THE REQUEST: Pull out every line in the rows below that contains the string "exit", matching case exactly.

* Begin RECORDS FOR THE TASK *

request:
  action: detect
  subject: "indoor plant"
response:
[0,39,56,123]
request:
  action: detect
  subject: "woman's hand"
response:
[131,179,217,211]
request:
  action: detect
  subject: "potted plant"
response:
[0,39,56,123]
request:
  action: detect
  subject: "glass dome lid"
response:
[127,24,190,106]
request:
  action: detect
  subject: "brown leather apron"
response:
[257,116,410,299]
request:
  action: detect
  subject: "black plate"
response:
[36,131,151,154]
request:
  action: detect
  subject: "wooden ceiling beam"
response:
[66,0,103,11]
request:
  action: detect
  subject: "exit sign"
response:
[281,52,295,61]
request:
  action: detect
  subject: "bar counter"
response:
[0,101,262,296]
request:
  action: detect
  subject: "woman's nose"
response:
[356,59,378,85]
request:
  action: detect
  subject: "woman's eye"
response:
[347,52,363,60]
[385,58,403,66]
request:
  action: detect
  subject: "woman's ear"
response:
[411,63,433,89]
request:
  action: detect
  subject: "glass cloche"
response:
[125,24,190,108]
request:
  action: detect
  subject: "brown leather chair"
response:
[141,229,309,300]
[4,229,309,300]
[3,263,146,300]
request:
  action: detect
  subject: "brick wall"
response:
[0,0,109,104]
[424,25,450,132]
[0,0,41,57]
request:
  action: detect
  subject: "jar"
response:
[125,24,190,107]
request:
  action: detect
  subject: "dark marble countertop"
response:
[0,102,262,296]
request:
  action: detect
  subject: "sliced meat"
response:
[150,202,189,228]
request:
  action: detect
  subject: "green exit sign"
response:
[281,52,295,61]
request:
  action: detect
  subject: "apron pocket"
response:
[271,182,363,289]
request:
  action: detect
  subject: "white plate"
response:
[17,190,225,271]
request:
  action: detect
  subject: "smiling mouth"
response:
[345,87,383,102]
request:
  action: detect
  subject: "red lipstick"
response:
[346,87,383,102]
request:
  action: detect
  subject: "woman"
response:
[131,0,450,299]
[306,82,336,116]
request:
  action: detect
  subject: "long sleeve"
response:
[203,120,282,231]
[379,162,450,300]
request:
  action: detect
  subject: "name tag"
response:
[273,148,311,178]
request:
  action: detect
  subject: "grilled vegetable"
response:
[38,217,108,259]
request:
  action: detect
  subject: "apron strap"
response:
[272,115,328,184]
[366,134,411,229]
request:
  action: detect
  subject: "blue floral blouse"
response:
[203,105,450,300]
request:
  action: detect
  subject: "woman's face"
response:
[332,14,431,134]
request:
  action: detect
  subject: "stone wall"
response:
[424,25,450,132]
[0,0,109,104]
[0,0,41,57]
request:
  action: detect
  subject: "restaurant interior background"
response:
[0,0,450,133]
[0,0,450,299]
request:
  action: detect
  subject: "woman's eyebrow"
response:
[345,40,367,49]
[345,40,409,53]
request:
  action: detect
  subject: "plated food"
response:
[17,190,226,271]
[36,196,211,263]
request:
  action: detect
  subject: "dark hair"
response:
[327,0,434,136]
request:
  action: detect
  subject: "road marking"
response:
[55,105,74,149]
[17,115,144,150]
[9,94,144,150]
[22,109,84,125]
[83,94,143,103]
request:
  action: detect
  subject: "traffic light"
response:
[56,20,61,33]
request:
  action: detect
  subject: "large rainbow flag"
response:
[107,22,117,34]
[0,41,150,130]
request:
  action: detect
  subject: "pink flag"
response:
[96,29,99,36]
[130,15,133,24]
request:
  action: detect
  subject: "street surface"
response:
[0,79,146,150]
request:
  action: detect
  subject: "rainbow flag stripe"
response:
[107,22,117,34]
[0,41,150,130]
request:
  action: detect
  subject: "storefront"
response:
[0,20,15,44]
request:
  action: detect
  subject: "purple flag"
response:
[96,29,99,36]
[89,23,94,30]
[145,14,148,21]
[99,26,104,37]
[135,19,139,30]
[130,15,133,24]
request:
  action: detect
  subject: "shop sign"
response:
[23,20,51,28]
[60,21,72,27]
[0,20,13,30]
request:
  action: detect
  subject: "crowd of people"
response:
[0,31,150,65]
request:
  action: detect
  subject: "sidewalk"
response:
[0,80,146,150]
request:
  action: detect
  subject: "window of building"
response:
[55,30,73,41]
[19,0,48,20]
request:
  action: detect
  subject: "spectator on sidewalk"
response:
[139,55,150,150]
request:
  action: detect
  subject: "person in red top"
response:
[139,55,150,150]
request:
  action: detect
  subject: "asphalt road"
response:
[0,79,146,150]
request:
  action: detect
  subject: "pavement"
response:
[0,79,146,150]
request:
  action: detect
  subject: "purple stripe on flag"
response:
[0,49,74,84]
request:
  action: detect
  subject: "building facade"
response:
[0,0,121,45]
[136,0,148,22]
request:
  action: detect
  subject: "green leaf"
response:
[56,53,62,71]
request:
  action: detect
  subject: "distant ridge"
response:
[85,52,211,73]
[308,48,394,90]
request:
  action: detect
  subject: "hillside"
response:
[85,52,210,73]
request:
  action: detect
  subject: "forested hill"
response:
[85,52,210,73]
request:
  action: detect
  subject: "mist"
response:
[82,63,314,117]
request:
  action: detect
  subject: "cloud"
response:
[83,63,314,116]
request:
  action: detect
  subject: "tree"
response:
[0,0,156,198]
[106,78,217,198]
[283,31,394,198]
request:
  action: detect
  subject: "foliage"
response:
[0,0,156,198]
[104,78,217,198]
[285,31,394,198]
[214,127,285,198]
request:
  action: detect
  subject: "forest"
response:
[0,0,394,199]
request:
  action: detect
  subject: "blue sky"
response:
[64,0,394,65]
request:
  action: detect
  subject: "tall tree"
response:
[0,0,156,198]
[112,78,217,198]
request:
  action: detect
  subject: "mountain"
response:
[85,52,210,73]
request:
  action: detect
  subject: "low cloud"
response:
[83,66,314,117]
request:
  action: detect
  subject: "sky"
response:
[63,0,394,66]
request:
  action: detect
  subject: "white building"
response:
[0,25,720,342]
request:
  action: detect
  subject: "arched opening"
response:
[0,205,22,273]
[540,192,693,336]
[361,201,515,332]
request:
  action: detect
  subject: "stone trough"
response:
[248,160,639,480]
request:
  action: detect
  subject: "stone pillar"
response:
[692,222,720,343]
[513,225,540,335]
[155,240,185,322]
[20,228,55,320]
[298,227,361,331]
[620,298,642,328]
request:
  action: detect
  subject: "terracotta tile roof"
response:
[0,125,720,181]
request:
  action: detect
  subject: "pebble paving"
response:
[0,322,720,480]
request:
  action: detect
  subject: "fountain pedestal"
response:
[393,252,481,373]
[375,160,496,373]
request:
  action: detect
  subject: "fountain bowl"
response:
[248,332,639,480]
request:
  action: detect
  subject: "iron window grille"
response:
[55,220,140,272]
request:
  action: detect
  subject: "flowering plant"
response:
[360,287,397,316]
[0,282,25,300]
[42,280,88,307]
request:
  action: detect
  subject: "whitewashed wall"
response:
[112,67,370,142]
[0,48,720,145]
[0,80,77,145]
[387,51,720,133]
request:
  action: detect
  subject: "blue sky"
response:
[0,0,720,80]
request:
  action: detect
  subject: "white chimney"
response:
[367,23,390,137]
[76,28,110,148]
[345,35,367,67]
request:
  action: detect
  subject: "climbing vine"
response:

* End RECORDS FOR THE TASK *

FINAL RESULT:
  subject: "exit sign"
  subject: "green exit sign"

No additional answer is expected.